• **Document excerpt**:
==*==
600 COPIES.... you can go to a kareoke bar on a Monday night, and read a chapter from his book while the machine plays "Crazy" by Patsy Cline and reach MORE people than Guttman did.

600 COPIES... this means you can spend an afternoon begging for change at Grand Central Station... and AFTERNOON... and make more money than ECW Press did with this book.

And now, Bob Ryder is writing a book... about his adventures on the Internet and how he turned it into an office job at TNA... with a few years at the crumbling WCW on the side...

And since Dave Scherer is such a godless cocksucker... you KNOW he's already negotiating (which means, offering to do it for free) a book deal of his own... "How I lost weight and became an Internet Horseman... but really it's all about how I lost weight!" by Dave Scherer...

I'll beg ECW Press to stop this bullshit some other time... but this is a good time to tack on a very special bonus segment before I send you all off to whatever it is you do when I'm not around...

I originally published (HA... published my ass, try posted) this in 2001... and you know something, other than the Bob Ryder/Dave Scherer split and the creation of the PW Insider bullshit site... this can very well have been written yesterday...

You want to know where Bob Ryder gets his nerve to have a book published? You want to know EXACTLY what a ridiculous history this Internet Wrestling thing is? Read this:

Truthfully, I don't watch much wrestling at all anymore

-"known" Internet Wrestling Personality

The Worldwide Dirtsheet

This column is about Professional Wrestling in every aspect... including it's involvement with the Internet or, and maybe more appropriately, the Internet's involvement with Professional Wrestling. The Internet plays a role in the development and evolution in Wrestling, or that is to say, it did. Then things grew complicated, dumb people thought they would get rich, and everyone became an expert.
==*==
• **Supplied entries**:
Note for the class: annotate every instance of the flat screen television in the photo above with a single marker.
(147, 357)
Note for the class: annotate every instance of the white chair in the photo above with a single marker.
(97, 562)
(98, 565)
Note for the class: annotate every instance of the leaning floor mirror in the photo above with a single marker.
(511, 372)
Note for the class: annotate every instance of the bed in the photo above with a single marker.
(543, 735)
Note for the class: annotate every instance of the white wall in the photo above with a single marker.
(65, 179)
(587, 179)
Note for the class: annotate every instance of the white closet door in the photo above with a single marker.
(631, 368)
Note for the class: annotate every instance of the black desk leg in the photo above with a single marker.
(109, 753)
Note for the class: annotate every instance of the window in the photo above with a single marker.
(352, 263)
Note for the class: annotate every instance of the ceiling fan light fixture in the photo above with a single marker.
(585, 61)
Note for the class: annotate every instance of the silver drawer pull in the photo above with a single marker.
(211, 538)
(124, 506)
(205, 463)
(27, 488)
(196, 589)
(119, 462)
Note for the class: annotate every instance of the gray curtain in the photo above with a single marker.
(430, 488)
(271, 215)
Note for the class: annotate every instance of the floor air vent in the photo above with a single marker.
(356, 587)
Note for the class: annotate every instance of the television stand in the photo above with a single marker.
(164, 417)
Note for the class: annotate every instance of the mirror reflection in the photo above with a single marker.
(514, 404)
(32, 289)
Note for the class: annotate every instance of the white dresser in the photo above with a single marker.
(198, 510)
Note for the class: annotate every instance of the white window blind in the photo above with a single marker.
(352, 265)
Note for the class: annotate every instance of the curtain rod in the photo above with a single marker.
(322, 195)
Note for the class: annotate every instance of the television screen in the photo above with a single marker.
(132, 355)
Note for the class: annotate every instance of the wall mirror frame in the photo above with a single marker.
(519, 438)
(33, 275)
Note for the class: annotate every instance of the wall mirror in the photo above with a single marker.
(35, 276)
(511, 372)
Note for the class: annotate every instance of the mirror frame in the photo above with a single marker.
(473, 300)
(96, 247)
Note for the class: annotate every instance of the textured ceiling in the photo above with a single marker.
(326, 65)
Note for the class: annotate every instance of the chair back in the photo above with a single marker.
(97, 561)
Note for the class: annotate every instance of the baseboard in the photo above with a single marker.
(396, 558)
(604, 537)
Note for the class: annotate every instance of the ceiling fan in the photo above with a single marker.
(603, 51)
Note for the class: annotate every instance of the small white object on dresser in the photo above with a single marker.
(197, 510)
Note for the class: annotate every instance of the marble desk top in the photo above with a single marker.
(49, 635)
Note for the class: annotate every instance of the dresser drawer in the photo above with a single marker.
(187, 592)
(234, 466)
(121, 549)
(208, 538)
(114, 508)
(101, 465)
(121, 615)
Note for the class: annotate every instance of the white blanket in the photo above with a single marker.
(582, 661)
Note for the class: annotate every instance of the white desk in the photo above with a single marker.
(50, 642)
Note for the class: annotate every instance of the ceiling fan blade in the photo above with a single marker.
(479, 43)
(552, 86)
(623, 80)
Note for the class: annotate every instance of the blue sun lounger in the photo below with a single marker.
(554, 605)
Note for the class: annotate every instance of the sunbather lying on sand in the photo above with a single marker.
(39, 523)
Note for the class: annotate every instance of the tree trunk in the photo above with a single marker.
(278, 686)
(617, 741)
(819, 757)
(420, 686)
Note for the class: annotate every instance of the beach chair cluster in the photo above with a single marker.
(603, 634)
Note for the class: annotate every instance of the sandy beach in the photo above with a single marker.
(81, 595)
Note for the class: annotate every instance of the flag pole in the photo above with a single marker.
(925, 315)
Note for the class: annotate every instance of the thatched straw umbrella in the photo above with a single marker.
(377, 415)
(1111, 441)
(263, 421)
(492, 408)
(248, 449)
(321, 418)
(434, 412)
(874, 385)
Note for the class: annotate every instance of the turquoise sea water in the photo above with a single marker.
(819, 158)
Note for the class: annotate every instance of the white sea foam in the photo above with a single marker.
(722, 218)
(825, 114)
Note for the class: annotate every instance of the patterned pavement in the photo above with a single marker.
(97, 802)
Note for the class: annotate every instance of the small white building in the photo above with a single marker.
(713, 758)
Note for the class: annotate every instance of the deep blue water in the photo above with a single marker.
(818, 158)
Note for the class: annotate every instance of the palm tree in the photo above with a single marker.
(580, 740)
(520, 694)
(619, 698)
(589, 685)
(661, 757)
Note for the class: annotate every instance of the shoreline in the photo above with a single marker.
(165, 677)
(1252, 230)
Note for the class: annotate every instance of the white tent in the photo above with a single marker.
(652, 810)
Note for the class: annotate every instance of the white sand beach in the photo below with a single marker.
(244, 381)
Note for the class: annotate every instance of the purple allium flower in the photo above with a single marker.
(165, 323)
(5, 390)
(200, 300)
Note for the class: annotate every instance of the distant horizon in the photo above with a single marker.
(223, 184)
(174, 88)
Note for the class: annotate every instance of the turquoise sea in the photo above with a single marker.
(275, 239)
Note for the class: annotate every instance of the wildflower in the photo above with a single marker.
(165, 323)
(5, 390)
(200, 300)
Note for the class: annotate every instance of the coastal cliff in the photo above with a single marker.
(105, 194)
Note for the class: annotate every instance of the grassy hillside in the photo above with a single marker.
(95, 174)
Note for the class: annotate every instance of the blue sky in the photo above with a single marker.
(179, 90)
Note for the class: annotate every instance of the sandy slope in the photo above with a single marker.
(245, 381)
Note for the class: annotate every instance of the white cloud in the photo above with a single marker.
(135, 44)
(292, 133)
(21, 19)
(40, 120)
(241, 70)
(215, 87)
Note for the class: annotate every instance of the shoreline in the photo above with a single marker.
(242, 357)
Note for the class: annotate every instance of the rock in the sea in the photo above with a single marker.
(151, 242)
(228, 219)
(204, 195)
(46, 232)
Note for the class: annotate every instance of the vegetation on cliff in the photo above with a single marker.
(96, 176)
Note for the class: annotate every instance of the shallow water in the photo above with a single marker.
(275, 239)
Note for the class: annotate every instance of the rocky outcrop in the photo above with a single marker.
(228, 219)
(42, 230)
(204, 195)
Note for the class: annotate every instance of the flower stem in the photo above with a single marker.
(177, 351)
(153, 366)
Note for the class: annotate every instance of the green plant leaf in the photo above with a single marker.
==*==
• **Requests**:
A. In the wrestling column excerpt, what year was the bonus segment originally posted?
B. Write out the part of the wrestling column excerpt that opens with the words containing "And now, Bob" and closes with "been written yesterday...".

• **Answers for this exercise**:
A. 2001

B.
And now, Bob Ryder is writing a book... about his adventures on the Internet and how he turned it into an office job at TNA... with a few years at the crumbling WCW on the side...

And since Dave Scherer is such a godless cocksucker... you KNOW he's already negotiating (which means, offering to do it for free) a book deal of his own... "How I lost weight and became an Internet Horseman... but really it's all about how I lost weight!" by Dave Scherer...

I'll beg ECW Press to stop this bullshit some other time... but this is a good time to tack on a very special bonus segment before I send you all off to whatever it is you do when I'm not around...

I originally published (HA... published my ass, try posted) this in 2001... and you know something, other than the Bob Ryder/Dave Scherer split and the creation of the PW Insider bullshit site... this can very well have been written yesterday...